Consigne 1:
Recopiez l'extrait en entier, sans y changer un mot.

Extrait cité:
----
Commentaire sur l'évangile de Matthieu, 5, 8; CCM 56 A, 475-476
(trad. Delhougne, Les Pères commentent, p. 243)
« Si moi, le Seigneur et le Maître, je vous ai lavé les pieds, vous aussi vous devez vous laver les pieds les uns aux autres » (Jn 13,14)
« Qui s'abaissera sera élevé. » Non seulement le Christ a dit à ses disciples de ne pas se faire appeler maîtres et de ne pas aimer les premières places dans les repas ni aucun autre honneur, mais il a donné lui-même, en sa personne, l'exemple et le modèle de l'humilité. Alors que le nom de maître lui est donné non par complaisance mais par droit de nature, car « tout subsiste par lui » (Col 1,17), par son entrée dans la chair il nous a communiqué un enseignement qui nous conduit tous à la vraie vie et, parce qu'il est plus grand que nous, il nous a « réconciliés avec Dieu » (Rm 5,10). Comme s'il nous disait : N'aimez pas les premiers honneurs, ne désirez pas vous faire appeler maîtres, de même que « ce n'est pas moi qui recherche ma gloire, il y a quelqu'un qui la recherche » (Jn 8,50). Tenez vos regards fixés sur moi, « car le Fils de l'homme n'est pas venu pour être servi, mais pour servir et donner sa vie pour la multitude » (Mt 20,28).
----
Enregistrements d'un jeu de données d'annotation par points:

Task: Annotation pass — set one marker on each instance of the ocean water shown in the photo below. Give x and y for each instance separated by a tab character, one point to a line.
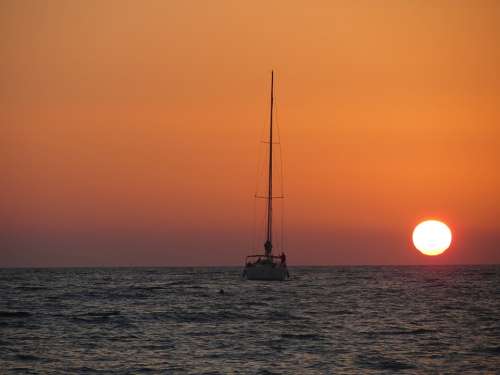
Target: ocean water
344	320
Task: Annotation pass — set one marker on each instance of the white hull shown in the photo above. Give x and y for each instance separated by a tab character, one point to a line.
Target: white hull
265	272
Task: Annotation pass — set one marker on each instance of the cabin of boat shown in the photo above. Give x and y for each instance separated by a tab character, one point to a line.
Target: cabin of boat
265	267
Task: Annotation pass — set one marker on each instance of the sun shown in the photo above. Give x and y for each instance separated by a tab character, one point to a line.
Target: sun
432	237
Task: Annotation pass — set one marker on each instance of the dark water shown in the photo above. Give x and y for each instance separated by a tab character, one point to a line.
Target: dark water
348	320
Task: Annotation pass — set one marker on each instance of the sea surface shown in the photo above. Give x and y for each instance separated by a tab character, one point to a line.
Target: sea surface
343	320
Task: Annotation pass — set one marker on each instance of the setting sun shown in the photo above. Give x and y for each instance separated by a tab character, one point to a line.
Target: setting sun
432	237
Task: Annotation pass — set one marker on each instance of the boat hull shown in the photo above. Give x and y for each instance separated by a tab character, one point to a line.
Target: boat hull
----
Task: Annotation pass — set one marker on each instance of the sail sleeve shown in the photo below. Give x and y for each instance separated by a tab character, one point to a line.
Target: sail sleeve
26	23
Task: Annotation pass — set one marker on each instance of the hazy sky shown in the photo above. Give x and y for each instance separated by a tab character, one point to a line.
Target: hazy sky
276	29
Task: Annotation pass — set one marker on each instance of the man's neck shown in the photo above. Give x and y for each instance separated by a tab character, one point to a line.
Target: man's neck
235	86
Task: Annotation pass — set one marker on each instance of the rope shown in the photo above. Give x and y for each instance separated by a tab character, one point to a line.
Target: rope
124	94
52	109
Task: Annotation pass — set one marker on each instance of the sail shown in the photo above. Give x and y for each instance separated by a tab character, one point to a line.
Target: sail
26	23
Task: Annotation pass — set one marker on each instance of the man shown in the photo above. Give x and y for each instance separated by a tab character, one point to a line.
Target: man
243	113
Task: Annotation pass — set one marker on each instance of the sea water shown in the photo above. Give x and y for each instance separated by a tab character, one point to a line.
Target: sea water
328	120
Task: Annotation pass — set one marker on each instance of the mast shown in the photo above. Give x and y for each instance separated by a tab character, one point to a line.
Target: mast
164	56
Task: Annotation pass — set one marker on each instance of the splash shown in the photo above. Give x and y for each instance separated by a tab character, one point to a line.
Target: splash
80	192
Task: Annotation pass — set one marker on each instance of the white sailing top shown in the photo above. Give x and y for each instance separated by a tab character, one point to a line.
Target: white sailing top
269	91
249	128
----
Consigne 2:
Présentez en tableau Markdown, s'il vous plaît, les lignes du jeu d'annotation en commençant par celle qui contient « the sea surface » et en finissant par celle qui contient « Target: boat hull », toutes deux comprises. Utilisez les colonnes « Numéro » et « Contenu », et laissez de côté les lignes vides.

Bonne réponse 1:
Commentaire sur l'évangile de Matthieu, 5, 8; CCM 56 A, 475-476
(trad. Delhougne, Les Pères commentent, p. 243)
« Si moi, le Seigneur et le Maître, je vous ai lavé les pieds, vous aussi vous devez vous laver les pieds les uns aux autres » (Jn 13,14)
« Qui s'abaissera sera élevé. » Non seulement le Christ a dit à ses disciples de ne pas se faire appeler maîtres et de ne pas aimer les premières places dans les repas ni aucun autre honneur, mais il a donné lui-même, en sa personne, l'exemple et le modèle de l'humilité. Alors que le nom de maître lui est donné non par complaisance mais par droit de nature, car « tout subsiste par lui » (Col 1,17), par son entrée dans la chair il nous a communiqué un enseignement qui nous conduit tous à la vraie vie et, parce qu'il est plus grand que nous, il nous a « réconciliés avec Dieu » (Rm 5,10). Comme s'il nous disait : N'aimez pas les premiers honneurs, ne désirez pas vous faire appeler maîtres, de même que « ce n'est pas moi qui recherche ma gloire, il y a quelqu'un qui la recherche » (Jn 8,50). Tenez vos regards fixés sur moi, « car le Fils de l'homme n'est pas venu pour être servi, mais pour servir et donner sa vie pour la multitude » (Mt 20,28).

Bonne réponse 2:
| Numéro | Contenu |
|---|---|
| 1 | Task: Annotation pass — set one marker on each instance of the sea surface shown in the photo above. Give x and y for each instance separated by a tab character, one point to a line. |
| 2 | Target: sea surface |
| 3 | 343	320 |
| 4 | Task: Annotation pass — set one marker on each instance of the setting sun shown in the photo above. Give x and y for each instance separated by a tab character, one point to a line. |
| 5 | Target: setting sun |
| 6 | 432	237 |
| 7 | Task: Annotation pass — set one marker on each instance of the boat hull shown in the photo above. Give x and y for each instance separated by a tab character, one point to a line. |
| 8 | Target: boat hull |